Task item ▸
A picture-free, exact transcript of the entries below is required.

Dataset records ▸
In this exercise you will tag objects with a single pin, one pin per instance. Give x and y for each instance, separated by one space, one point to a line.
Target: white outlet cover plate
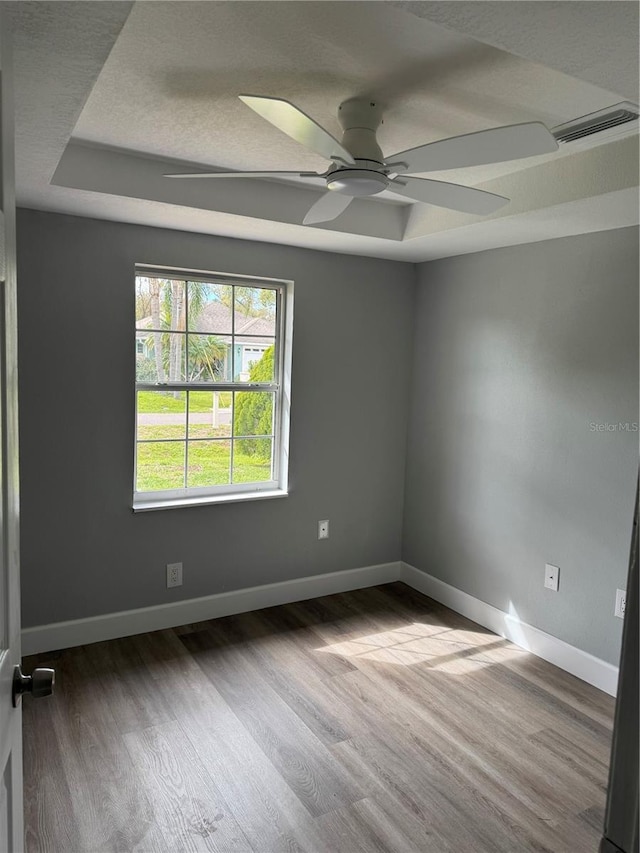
174 574
551 577
621 602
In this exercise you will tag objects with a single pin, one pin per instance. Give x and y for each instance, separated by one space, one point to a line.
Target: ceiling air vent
596 122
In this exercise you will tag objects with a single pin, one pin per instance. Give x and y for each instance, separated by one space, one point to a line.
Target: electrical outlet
621 603
174 574
551 577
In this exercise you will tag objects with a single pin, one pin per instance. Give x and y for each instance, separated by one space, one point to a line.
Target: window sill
205 500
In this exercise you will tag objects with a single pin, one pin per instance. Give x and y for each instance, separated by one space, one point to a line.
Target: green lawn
161 464
174 401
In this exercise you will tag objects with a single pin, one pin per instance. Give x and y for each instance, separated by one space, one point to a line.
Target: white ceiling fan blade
477 149
298 125
328 207
452 196
245 175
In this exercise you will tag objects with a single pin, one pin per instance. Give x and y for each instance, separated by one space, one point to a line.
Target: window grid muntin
275 387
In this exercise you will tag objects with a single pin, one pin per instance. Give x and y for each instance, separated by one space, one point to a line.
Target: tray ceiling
111 95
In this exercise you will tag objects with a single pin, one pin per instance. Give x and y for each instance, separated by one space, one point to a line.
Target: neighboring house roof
215 319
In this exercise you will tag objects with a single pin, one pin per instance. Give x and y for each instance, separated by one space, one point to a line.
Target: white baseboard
79 632
589 668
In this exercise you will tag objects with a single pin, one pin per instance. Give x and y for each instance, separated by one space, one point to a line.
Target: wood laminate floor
374 721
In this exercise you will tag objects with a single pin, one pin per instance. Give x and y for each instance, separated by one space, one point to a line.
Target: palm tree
171 299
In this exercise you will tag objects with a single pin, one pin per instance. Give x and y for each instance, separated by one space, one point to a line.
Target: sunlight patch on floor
455 652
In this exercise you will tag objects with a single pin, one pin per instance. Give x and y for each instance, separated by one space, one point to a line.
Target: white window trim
276 488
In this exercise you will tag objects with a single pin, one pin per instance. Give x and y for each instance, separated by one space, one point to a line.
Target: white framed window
213 367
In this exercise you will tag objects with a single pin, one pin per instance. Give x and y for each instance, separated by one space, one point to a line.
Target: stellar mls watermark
621 426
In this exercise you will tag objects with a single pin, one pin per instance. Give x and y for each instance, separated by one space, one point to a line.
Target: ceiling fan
359 168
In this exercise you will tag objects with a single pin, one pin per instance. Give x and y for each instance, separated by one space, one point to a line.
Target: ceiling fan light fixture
357 182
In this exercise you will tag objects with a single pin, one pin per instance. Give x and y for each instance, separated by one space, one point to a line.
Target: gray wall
84 552
516 353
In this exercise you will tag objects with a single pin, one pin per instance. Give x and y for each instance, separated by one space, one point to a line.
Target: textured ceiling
111 95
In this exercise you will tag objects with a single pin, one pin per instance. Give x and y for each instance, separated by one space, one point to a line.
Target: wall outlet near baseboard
174 574
621 603
551 577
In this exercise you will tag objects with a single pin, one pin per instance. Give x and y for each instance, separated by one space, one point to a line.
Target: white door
11 819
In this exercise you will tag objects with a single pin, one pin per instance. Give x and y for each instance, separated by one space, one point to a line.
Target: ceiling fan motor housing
359 119
362 180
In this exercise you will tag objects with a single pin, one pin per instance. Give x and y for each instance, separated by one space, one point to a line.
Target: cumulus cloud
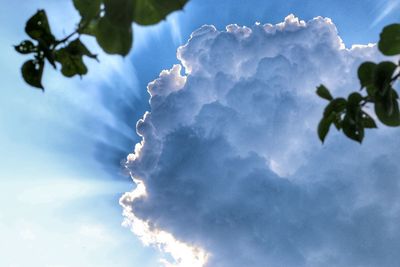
230 165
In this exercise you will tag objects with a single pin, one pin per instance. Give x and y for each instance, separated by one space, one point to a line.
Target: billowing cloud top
230 171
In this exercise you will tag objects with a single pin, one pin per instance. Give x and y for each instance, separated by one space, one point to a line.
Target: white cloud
230 164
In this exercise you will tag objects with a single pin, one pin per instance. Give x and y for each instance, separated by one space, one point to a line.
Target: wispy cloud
388 8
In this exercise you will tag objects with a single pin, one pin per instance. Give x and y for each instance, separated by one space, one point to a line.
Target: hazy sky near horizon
60 174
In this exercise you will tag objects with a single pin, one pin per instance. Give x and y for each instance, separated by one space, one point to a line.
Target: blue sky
61 151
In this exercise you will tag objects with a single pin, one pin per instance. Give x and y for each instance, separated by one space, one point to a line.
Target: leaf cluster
376 79
108 21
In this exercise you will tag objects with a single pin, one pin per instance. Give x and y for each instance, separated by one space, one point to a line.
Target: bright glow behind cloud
232 167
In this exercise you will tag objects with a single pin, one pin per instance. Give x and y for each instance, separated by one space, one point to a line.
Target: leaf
88 9
324 93
71 58
119 12
389 43
76 47
366 73
112 38
354 98
388 116
368 121
337 105
324 125
32 72
352 129
147 12
25 47
37 27
383 76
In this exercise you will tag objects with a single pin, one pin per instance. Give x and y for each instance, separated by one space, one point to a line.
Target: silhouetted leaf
71 58
337 105
389 43
88 9
25 47
76 47
352 129
32 72
324 125
112 38
324 93
119 12
387 109
383 76
368 122
37 27
148 12
366 73
354 99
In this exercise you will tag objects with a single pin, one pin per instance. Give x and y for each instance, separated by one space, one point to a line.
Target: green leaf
88 9
387 110
324 125
71 58
337 105
112 38
32 72
366 73
25 47
383 76
38 28
147 12
389 43
324 93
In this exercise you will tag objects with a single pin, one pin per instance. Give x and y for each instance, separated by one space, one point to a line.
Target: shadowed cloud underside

Task response ▸
In this exercise you will tag objects with a single pin, one pin per instance. Give x and y for each instance, separated by one space, one point to a line.
Target: white outlet cover plate
174 574
551 577
621 602
In this exercise you will tag objects with a single pin, one pin per instance. Give x and y for each instance, separated by one space, one point to a line.
Target: ceiling air vent
596 122
In this exercise you will tag objects with a single pin, one pin per instance. Give x and y for each instance, separated by one space, one point to a line.
Target: electrical outlet
621 603
174 574
551 577
In this exercise you will tag objects with a single pin, one pin per instance. Give x and y for each instance, separated by one space, one point to a line.
Target: window sill
205 500
In this exercise you will tag objects with a single pin, one pin per instance. Give x and y for each instance, separated by one space, one point to a line.
Target: green lawn
161 464
174 401
In this exercise you will tag objects with a single pin, one pin per instance. Give x and y for each instance, separated by one space, one point to a line.
Target: white ceiling fan blade
477 149
298 125
328 207
452 196
245 175
In this exercise you will tag objects with a single pin, one pin per instance. Give x and y for each instance, separated by one space, one point to a line.
Target: window grid muntin
275 387
In this exercise you will tag objects with a single pin, one pin per instance. Give x and y for each instance, separated by one space, one point to a line.
Target: tray ceiling
111 95
In this exercise you will tag objects with a single pin, one pin per instance. Give x and y for each instance, separated by one space, one point to a line.
Target: neighboring house roof
215 319
In this exercise you will tag objects with a single pin, one pin per instance. Give x and y for each instance, separated by one space, one point to a line.
Target: white baseboard
79 632
589 668
In this exercise you will tag objects with a single pin, one pin per instance. Give x and y for each instance, separated by one space, one point to a line.
Target: wood laminate floor
374 721
In this exercise you will tag objects with a single pin, one pin per instance. Give x and y for each instance, separated by one space, one point to a line.
Target: palm tree
171 299
In this exercise you will tag objects with a single pin, one pin per instance. Give x and y for each instance, separated by one space, one point to a line.
Target: sunlight patch on floor
455 652
In this exercise you will tag objects with a single pin, one pin per instance. Give x and y for each instance, separated by one space, one point to a line.
Target: white window trim
276 488
In this exercise you will tag objects with a single pin, one pin per instance. Give x and y for each instance, separated by one space, one point to a line.
Target: white framed window
213 367
In this exercise you will tag objects with a single pin, one pin per instance. Give x and y for each instance, separated by one space, one point to a line.
Target: stellar mls watermark
621 426
In this exercise you will tag objects with a single pin, one pin per instance. Give x and y for each instance, separated by one space, one point to a line.
Target: ceiling fan
359 168
In this exercise you will tag objects with a single pin, one pin per instance. Give x and y for each instance, separated by one space, one point to a line.
Target: ceiling fan light fixture
357 182
In this exercise you will tag objects with a single pin, one pin per instance. Give x and y for each instance, separated by one space, one point to a line.
Target: gray wall
84 552
516 353
In this exercise you will tag objects with a single pin, one pin per instance. Give x and y for each instance, separated by one space, one point to a line.
Target: textured ceiling
111 95
In this exercise you will tag objects with a single pin, one pin per instance. Give x and y for each instance, separated by one space, one point to a line.
Target: wall outlet near baseboard
174 574
621 603
551 577
In this exercise you will tag objects with a single pin, one pin per instance. Give x and y for each instance, separated by one space, one point to a line.
Target: white door
11 819
In this exercise you will tag objects with a single pin, one pin per instance. Give x and y for each instance, separated by one space, one point to a line.
Target: ceiling fan motor housing
359 119
362 180
In this exercise you will tag objects with a single pin, one pin per instance. Give x and y for each instance, separated by one space, one point to a line.
Target: cumulus cloud
230 165
In this exercise you will tag objects with a single pin, one pin per instance. Give x and y for each instance, separated by one space, one point to a line.
Target: billowing cloud top
230 171
In this exercise you will tag objects with a single pin, one pin per instance. Give x and y for each instance, separated by one space, one point to a line.
Target: white cloud
230 164
In this exercise you will tag objects with a single pin, one pin per instance. Give x and y for each instance, separated by one space, one point to a line.
Target: wispy cloud
388 8
In this exercise you will tag objects with a single pin, one pin per instance. Give x and y for each instance, separated by one space, one point to a line.
Target: hazy sky near horizon
60 174
In this exercise you will tag objects with a single pin, one pin per instance. Give x and y for each instance, separated by one space, one point to a line.
Target: blue sky
61 151
In this exercise you will tag objects with a single pin, one pin per instance. Give x and y for each instance, separated by one space, one point to a line.
Target: leaf cluster
376 79
108 21
In this exercise you will tag objects with a single pin, one pin per instance. Give x and y for each instance, separated by one space, one point to a line.
Target: bright glow behind cloud
232 167
In this exercise you will tag objects with a single pin, one pin per instance. Give x and y for each instance, separated by one space, one point to a line.
Target: leaf
88 9
324 93
71 58
119 12
389 43
76 47
366 73
112 38
354 98
388 116
368 121
337 105
324 125
32 72
352 129
147 12
25 47
37 27
383 76
In this exercise you will tag objects with a single pin, one pin per instance. Give x and y for each instance, separated by one space, one point to a line.
Target: silhouetted leaf
71 58
337 105
389 43
88 9
25 47
76 47
352 129
32 72
324 125
112 38
324 93
119 12
387 109
383 76
368 122
37 27
148 12
366 73
354 99
In this exercise you will tag objects with a single pin, one pin per instance. Give x and y for each instance, separated by one space, one point to a line.
Target: green leaf
88 9
387 110
324 125
71 58
337 105
112 38
32 72
366 73
25 47
383 76
38 28
147 12
389 43
324 93
In this exercise you will tag objects with a single pin, one pin per instance. Give x and y for each instance, separated by one space, one point to a line.
Target: shadowed cloud underside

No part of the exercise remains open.